## EXTRACT PROVIDED
---------------
The Guthrie County Sheriff’s Office in Iowa stays busy.
“We’re a lot busier than we ever have been,” Marty Arganbright, the Guthrie County Sheriff, said. “The call volume is higher than it ever has been.”
Eight full-time deputies watch over the nearly 11,000 people who live there.
“We cover 600 square miles so we can be at one part of the county and get called to the other end,” Arganbright said.
The department is strapped for time and space -- for their own people, evidence files, and even inmates.
“In the past ten years, our jail population has soared,” Arganbright said. “In the last couple years, it’s really increased because of the meth use.”
He said methamphetamines have caused a lot of trouble for his department and filled his jail, which only has the capacity for 10 people.
“I never thought I’d use methamphetamines in my entire life until everyone else around me was using it,” Adam Stough, an inmate in the jail, said.
Stough was arrested on drug-related charges after deputies said he led them on a chase and crashed into a ravine.
“It infects one community, infects the next community, one person using leads to another person using it,” Stough said. “Exactly like the addiction theory, it’s a disease, it spreads.”
---------------
## RECORD EXTRACTS
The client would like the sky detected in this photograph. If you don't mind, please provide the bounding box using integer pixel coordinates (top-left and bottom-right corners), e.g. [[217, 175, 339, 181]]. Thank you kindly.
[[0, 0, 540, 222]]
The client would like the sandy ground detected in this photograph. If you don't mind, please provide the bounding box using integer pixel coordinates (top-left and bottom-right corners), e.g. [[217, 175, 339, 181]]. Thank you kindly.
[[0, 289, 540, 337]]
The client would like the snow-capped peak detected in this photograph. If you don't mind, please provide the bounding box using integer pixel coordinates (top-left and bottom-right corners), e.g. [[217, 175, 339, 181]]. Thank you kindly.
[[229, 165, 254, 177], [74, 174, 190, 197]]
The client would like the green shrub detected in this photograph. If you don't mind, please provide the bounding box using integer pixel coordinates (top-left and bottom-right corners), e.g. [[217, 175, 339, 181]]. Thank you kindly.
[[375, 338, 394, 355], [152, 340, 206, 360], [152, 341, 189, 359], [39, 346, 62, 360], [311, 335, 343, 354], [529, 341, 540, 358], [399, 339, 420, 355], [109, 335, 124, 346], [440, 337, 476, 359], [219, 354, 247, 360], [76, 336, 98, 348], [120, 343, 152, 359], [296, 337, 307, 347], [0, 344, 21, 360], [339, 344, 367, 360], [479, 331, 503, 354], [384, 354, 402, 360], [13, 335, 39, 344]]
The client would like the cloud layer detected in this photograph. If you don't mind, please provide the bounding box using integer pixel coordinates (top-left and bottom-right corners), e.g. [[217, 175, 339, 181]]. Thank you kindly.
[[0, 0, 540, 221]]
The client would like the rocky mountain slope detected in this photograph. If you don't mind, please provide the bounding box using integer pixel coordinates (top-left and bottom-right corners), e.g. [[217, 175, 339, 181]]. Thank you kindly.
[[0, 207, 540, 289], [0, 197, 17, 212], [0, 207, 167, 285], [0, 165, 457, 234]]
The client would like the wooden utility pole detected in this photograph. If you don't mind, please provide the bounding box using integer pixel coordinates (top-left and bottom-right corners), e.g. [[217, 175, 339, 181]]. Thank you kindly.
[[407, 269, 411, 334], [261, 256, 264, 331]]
---------------
## TASKS AND EXERCISES
(1) From the article on the Guthrie County Sheriff's Office, list every quantity given as a specific number, along with what each one measures.
(2) Carry on the article about the Guthrie County Sheriff's Office, starting after its final sentence.

## RESULTS
(1)
- Eight: the sheriff's office's full-time deputies
- Nearly 11,000: the people who live in the county
- 600 square miles: the area the deputies cover
- Ten years: the period over which the jail population has soared
- 10 people: the jail's capacity

(2)
“With drug use also crime picks up,” Arganbright said. “In October, three of my deputies were involved in a shooting incident that was involved in methamphetamine and drugs and we had a warrant to be served and the person was hiding in a closet and came out shooting at the deputies.”
One of those deputies was Steven Henry.
“It went in right there and then it stopped right there,” Henry said, showing the scars on his leg. “I was shot in the leg, my partner was shot in the back.”
“It was crazy, you hear about that kind of stuff in LA or New York, you never think something like that is gonna happen here but really it does, it’s everywhere."
He explained that most of the crimes he sees relate to drugs.
“They all go hand in hand. Drug use, mental health, and crime,” Arganbright said.
That’s where Country View Estates steps in to help.
“We provide services to people with mental illnesses,” Tricia Schreck, with the organization, said. “What started out as alcohol, now what we’re seeing is a lot more drug backgrounds.”
Country View has group homes that help a range of people, including those with criminal backgrounds and mental health issues. People like Troy, who has been in prison multiple times for public intoxication, operating while intoxicated, and other charges.
“If I didn’t have Country View here I’d be drunk somewhere on the streets probably, maybe even, ya know, in the grave,” Troy said.
“The big thing is is the need for mental health beds,” Gary Rendel, with Country View Estates, said.
“There just are not the providers available today that there were even two years ago,” Schreck said.
Officials say that feeds into the cycle of crime, drug use, and mental health.
“There’s very few places to get help with mental issues,” Arganbright said.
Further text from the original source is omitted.